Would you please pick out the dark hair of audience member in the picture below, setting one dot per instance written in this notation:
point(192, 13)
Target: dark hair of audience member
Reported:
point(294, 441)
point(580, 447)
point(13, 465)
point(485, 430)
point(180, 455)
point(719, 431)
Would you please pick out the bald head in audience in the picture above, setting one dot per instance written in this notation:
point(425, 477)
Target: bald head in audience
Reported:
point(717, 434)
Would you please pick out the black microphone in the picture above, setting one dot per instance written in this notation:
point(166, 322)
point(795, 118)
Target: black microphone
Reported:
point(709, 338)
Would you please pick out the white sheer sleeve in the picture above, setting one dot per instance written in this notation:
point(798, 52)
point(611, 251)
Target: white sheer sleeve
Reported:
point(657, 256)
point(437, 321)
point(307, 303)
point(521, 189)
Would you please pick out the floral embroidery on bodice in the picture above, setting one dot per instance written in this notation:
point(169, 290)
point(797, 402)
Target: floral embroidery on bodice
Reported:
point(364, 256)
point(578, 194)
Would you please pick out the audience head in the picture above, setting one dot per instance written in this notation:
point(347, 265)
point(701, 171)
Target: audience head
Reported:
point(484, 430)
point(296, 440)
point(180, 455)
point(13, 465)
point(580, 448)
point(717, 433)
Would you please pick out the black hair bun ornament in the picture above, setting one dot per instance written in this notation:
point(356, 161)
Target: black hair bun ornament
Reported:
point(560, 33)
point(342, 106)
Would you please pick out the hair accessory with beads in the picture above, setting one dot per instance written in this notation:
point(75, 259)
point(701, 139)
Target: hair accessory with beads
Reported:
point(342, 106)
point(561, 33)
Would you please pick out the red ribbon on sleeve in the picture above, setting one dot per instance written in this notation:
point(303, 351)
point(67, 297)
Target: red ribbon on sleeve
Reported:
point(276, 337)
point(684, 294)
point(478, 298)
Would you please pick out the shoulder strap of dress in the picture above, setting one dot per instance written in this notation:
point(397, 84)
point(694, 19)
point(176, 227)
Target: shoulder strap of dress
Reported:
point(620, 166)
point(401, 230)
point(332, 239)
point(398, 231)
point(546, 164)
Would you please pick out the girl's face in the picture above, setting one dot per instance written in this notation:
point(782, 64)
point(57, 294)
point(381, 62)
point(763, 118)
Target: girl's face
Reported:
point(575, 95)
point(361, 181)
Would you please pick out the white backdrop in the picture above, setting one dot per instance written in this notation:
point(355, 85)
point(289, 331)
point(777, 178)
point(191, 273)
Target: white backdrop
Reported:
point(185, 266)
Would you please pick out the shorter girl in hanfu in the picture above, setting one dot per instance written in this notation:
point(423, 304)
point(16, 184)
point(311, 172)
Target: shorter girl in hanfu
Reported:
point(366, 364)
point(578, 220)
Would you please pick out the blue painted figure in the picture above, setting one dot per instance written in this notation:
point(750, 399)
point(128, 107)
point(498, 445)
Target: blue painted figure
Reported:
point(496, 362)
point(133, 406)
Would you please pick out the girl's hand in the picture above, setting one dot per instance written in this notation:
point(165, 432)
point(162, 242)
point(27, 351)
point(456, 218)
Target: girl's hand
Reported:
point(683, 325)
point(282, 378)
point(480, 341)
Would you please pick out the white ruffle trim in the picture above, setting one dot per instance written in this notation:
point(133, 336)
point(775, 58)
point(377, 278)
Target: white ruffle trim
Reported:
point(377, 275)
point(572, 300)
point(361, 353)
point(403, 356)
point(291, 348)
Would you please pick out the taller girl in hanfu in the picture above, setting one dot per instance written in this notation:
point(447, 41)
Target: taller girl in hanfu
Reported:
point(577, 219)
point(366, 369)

§ §

Set every line of the records above into a numbered list, skipping any blank lines.

1. Would you please pick out the dark hair of audience member in the picture below, setting one dot per instance written in this notation:
2. point(192, 13)
3. Target: dark hair of audience member
4. Reported:
5. point(294, 441)
6. point(580, 447)
7. point(13, 465)
8. point(485, 430)
9. point(180, 455)
10. point(719, 431)
11. Would you please pick out the bald head in audience in the picture above, setting one dot per instance written in this notation:
12. point(425, 477)
13. Target: bald head in audience
14. Reported:
15. point(717, 434)
16. Would you please pick out the black microphone in the picture above, setting one dot per instance written in this notation:
17. point(166, 322)
18. point(795, 118)
19. Target: black microphone
20. Reported:
21. point(709, 338)
22. Would you please pick out the white sheer sleeve in the picture above, setting one dot per instance written in this notation:
23. point(798, 52)
24. point(611, 251)
25. Target: white sheer sleeve
26. Reported:
27. point(657, 256)
28. point(437, 321)
29. point(307, 303)
30. point(521, 189)
31. Would you please pick out the floral embroidery on bodice in the picture above, setting one dot per instance written in this notation:
32. point(169, 290)
33. point(797, 402)
34. Target: floral embroidery on bodice
35. Reported:
36. point(364, 256)
37. point(578, 194)
38. Would you please pick out the audience head in the picture above, setting one dot per instance written in this notation:
39. point(347, 265)
40. point(701, 171)
41. Target: audience head
42. Reported:
43. point(484, 430)
44. point(296, 440)
45. point(180, 455)
46. point(13, 465)
47. point(580, 448)
48. point(717, 433)
49. Would you please pick out the black hair bun ornament in the picture above, setting one dot per instance written in this notation:
50. point(356, 161)
51. Target: black hair bun ornament
52. Reported:
53. point(560, 33)
54. point(342, 106)
55. Would you please pick out the hair accessory with beads in the picture above, setting one dot per instance written in this notation:
56. point(75, 259)
57. point(701, 139)
58. Target: hair accessory with beads
59. Reported:
60. point(342, 106)
61. point(561, 33)
62. Would you please pick out the red ribbon on sleeve in the picture above, setting one dot per instance written in this notation:
63. point(303, 351)
64. point(67, 297)
65. Target: red ribbon on sleeve
66. Reported:
67. point(276, 337)
68. point(684, 294)
69. point(478, 298)
70. Would you please pick out the shoulder strap of dress in the picture above, setting one dot per instance written in this notation:
71. point(397, 84)
72. point(694, 19)
73. point(176, 227)
74. Target: shoulder strap of dress
75. Reported:
76. point(620, 166)
77. point(401, 230)
78. point(332, 239)
79. point(398, 231)
80. point(546, 164)
81. Would you please pick out the girl's face in the picture above, setting one dot per instance written in this notation:
82. point(782, 64)
83. point(57, 294)
84. point(381, 62)
85. point(763, 118)
86. Target: girl's face
87. Reported:
88. point(575, 95)
89. point(361, 181)
90. Would you please pick out the white backdrop in the picture above, setting one dot per instance written in this notation:
91. point(355, 85)
92. point(289, 331)
93. point(777, 178)
94. point(191, 273)
95. Target: white backdrop
96. Reported:
97. point(185, 266)
98. Would you please pick out the shorter girl in hanfu in the picture above, setting one dot per instance written in this notation:
99. point(423, 304)
100. point(16, 184)
101. point(311, 172)
102. Target: shorter girl in hanfu
103. Reported:
104. point(366, 364)
105. point(578, 220)
106. Would you please pick out the blue painted figure in the picture above, setting one dot per instance written in this notation:
107. point(750, 399)
108. point(128, 107)
109. point(498, 445)
110. Target: blue painted figure
111. Reported:
112. point(496, 362)
113. point(133, 406)
114. Would you please pick out the girl's hand in the picture above, setting one dot per instance written in this notation:
115. point(165, 432)
116. point(162, 242)
117. point(27, 351)
118. point(456, 218)
119. Target: girl's hand
120. Reported:
121. point(683, 325)
122. point(282, 378)
123. point(480, 341)
124. Would you please pick out the white ruffle trim in the picture above, setting one dot per instance written in this notation:
125. point(133, 336)
126. point(775, 58)
127. point(377, 278)
128. Target: white ruffle trim
129. Reported:
130. point(377, 275)
131. point(572, 300)
132. point(361, 353)
133. point(403, 356)
134. point(291, 348)
135. Would you please pick out the taller girl in hanfu in the picture above, setting one dot per instance written in this notation:
136. point(447, 41)
137. Target: taller girl in hanfu
138. Reported:
139. point(577, 219)
140. point(366, 369)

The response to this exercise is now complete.